> [To do]:
According to the text on tracking changes to radiology reports, at which meeting did Dr. Paras Khandheria present the institution's experience with the application?

> [Study text]:
########################################

Radiology residents may not always know what changes have been made to their preliminary reports by attending radiologists, potentially missing out on valuable educational opportunities. Software developed by a team from Johns Hopkins Hospital aims to close this communication gap.
The tool captures preliminary reports from residents from RIS data, as well as final reports from attendings, allowing easy tracking of changes to reports. Since adopting the system, it's been used an average of more than 20 times a day, said Dr. Paras Khandheria.
He presented the institution's experience with the application during a scientific session at the recent Society for Imaging Informatics in Medicine (SIIM) 2013 annual meeting in Grapevine, TX.
Feedback models
In radiology residency programs, there are several workflow models typically used to provide residents with feedback on changes made to their preliminary reports by attending radiologists.
In a model based on overnight or autonomous review, a resident independently previews a study and generates a preliminary report. Later, the attending reviews the study, edits it, and finalizes the report. If the attending chooses to, he or she notifies the resident of any changes to the preliminary report, Khandheria said.

########################################

> [Data under study]:
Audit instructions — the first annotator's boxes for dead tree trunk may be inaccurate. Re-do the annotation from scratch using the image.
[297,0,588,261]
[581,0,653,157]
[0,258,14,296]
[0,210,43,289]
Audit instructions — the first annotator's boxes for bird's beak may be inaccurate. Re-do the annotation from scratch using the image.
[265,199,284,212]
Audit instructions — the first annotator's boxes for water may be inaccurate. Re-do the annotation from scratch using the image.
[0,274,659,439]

########################################

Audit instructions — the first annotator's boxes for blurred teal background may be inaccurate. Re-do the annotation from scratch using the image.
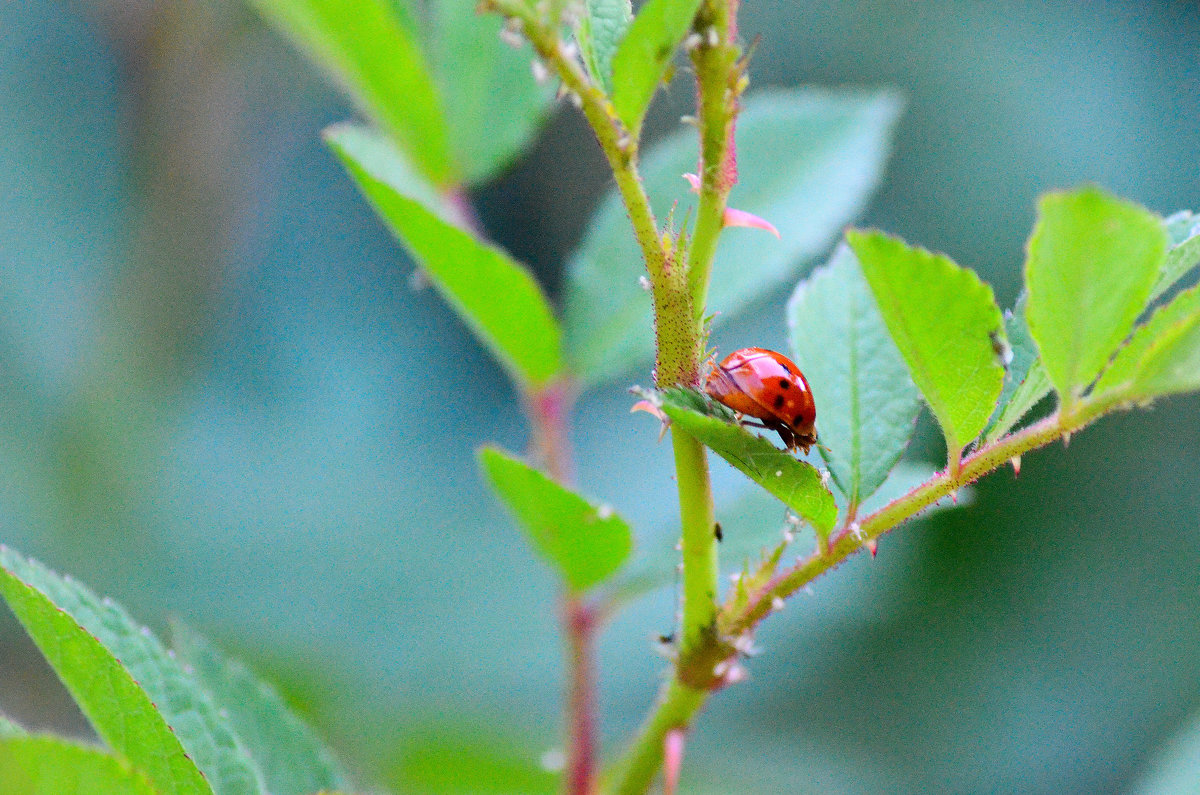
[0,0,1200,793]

########################################

> [Task response]:
The Society for Imaging Informatics in Medicine (SIIM) 2013 annual meeting in Grapevine, TX.